[Items listed in a dataset]
____

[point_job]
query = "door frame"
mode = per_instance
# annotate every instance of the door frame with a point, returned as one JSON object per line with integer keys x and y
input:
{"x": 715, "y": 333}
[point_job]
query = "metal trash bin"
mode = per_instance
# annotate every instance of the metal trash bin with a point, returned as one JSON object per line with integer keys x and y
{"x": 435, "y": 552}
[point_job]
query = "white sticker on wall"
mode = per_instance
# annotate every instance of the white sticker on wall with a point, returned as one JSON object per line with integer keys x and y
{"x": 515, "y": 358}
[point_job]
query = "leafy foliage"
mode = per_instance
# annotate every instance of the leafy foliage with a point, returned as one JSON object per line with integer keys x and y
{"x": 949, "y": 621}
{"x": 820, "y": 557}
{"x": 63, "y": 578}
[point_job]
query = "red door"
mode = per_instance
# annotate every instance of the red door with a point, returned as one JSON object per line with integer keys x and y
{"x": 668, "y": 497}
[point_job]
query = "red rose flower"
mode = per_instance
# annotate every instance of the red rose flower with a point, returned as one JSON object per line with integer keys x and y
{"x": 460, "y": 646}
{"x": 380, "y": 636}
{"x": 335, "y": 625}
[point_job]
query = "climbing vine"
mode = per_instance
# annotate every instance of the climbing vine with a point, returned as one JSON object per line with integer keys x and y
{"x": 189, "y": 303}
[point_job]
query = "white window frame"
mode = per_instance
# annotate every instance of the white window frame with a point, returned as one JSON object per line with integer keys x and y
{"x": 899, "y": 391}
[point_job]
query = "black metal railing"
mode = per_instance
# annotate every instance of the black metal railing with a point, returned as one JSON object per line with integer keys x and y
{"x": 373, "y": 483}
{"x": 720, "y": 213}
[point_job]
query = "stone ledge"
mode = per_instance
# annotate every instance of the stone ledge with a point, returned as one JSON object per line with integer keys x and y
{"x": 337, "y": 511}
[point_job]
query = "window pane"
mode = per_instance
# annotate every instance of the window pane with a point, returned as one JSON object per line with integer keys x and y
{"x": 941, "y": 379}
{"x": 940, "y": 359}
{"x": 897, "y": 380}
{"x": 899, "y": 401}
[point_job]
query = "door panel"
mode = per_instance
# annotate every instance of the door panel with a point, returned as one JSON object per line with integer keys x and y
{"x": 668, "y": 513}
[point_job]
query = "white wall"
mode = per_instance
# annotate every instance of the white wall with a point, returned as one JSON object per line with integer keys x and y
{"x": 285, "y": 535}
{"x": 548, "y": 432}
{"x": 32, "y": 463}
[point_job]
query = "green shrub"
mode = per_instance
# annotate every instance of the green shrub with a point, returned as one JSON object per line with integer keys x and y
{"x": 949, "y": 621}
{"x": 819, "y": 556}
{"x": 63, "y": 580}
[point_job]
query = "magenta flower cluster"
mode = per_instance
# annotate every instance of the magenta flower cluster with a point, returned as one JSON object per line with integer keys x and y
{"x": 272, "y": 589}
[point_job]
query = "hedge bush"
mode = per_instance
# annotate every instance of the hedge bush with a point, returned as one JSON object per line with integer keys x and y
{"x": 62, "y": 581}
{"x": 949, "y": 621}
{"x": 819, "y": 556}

____

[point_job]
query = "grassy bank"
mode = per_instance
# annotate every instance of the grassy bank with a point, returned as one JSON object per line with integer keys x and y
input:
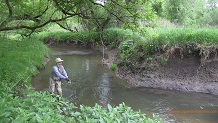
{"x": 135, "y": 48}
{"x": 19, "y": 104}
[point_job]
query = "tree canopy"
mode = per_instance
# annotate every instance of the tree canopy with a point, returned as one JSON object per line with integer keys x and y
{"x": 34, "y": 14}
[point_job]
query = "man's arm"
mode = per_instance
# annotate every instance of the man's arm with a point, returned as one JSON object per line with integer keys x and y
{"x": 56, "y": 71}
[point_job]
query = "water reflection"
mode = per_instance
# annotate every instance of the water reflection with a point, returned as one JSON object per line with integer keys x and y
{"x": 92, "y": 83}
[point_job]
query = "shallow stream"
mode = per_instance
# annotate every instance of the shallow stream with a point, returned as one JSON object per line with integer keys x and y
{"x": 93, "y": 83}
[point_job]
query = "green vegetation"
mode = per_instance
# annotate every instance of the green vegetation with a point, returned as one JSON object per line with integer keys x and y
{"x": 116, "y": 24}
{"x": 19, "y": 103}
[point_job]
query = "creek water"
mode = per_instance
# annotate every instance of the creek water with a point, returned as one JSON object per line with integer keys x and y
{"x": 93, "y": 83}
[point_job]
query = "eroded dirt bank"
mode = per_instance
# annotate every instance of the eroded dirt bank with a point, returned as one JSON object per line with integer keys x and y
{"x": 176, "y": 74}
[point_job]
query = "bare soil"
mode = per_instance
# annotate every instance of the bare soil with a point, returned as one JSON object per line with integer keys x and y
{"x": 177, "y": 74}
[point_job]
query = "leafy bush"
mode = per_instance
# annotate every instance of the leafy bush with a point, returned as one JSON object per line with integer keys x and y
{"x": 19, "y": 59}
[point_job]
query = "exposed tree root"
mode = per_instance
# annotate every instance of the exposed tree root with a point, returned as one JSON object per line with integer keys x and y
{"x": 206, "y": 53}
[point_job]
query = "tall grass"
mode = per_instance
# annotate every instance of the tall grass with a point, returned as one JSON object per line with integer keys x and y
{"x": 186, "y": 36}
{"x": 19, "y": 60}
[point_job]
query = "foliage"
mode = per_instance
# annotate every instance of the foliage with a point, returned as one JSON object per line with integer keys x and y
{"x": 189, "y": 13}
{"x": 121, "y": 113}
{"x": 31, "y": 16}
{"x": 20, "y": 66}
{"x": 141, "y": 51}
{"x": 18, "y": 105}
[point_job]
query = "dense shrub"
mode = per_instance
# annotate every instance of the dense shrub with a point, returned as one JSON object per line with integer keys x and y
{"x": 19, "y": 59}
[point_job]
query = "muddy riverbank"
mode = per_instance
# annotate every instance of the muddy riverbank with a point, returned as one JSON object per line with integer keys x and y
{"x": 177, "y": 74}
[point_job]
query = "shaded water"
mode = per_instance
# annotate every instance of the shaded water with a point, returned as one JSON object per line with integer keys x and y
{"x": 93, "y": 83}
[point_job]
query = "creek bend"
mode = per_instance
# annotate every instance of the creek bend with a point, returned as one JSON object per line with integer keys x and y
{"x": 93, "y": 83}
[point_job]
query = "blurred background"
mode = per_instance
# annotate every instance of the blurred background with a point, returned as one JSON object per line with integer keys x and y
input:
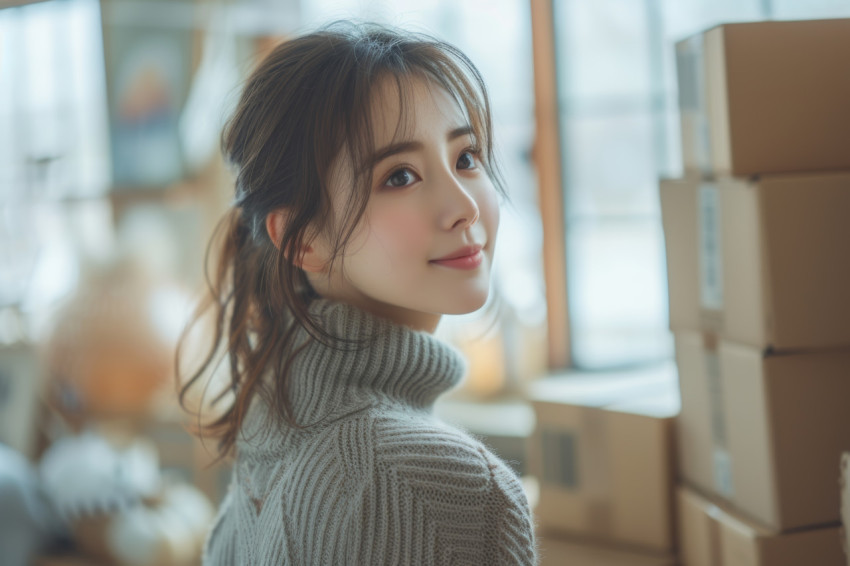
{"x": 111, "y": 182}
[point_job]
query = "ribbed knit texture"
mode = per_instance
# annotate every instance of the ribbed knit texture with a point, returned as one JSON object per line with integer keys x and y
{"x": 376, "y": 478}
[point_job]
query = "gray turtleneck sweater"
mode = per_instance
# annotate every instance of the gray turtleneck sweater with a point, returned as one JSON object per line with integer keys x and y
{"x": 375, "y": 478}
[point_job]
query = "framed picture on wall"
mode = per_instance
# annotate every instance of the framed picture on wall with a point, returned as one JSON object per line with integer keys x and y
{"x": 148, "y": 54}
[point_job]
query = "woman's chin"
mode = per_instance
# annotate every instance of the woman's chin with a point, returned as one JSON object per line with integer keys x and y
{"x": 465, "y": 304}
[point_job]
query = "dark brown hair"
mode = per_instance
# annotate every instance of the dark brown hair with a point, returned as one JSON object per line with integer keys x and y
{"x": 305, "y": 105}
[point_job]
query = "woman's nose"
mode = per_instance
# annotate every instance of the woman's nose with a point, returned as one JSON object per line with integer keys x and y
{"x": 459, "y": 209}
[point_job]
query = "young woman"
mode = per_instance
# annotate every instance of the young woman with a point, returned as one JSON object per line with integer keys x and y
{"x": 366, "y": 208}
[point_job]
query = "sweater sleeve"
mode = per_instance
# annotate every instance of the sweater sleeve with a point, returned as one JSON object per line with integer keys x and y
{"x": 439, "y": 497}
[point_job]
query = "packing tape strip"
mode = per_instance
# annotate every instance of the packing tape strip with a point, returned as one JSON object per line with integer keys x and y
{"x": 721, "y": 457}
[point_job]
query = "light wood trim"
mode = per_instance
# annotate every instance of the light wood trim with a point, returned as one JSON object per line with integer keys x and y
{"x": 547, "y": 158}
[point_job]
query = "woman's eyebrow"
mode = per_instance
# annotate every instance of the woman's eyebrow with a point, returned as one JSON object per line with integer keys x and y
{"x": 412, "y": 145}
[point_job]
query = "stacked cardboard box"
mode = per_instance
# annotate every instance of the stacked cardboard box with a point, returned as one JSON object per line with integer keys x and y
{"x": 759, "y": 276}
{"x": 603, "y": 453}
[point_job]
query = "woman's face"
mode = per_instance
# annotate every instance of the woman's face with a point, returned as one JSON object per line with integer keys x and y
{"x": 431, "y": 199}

____

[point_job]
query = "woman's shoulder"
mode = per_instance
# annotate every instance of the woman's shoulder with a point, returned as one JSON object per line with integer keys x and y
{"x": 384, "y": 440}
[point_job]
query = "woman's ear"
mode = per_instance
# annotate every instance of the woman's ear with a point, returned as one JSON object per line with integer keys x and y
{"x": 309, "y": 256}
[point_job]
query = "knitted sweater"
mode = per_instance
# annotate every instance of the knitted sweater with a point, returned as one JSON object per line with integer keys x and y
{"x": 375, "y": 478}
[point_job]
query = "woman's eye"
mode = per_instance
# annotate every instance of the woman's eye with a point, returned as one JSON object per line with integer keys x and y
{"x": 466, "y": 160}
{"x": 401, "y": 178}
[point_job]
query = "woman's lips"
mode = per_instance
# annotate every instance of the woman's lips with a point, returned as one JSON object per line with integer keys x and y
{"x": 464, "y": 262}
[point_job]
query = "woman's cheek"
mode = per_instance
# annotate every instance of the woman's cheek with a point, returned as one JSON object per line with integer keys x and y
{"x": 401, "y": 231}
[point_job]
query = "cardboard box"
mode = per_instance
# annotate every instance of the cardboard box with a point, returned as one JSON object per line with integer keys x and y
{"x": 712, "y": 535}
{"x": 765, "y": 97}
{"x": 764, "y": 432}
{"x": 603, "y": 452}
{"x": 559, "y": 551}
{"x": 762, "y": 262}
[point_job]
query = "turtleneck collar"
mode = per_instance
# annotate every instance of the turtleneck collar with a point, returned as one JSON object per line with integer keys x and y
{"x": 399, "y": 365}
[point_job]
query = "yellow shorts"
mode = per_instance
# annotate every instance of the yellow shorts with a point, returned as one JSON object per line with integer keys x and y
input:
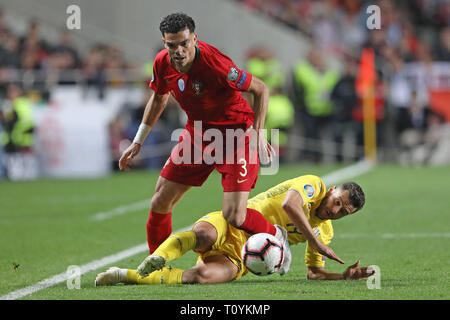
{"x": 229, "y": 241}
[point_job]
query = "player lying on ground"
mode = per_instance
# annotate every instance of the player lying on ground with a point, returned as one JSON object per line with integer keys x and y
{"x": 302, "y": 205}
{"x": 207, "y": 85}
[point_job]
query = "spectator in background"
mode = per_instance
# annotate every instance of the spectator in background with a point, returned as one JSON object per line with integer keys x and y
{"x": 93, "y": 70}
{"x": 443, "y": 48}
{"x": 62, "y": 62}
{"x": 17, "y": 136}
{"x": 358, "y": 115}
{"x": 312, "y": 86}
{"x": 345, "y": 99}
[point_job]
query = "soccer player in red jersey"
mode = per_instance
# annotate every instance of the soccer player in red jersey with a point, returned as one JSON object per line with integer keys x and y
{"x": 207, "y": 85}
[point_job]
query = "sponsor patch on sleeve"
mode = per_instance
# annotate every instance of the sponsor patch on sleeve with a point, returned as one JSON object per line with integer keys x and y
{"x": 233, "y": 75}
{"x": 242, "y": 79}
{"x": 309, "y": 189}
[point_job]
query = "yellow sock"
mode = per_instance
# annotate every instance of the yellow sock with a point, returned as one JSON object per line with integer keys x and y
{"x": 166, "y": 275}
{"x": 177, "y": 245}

____

[EXERCISE INSTRUCTIONS]:
When a line in the records above contains the word "grassy", copy it.

[EXERCISE ANSWER]:
query = "grassy bank"
# annotate every instance of the grassy bank with a point, returned as one JSON object per line with integer keys x and y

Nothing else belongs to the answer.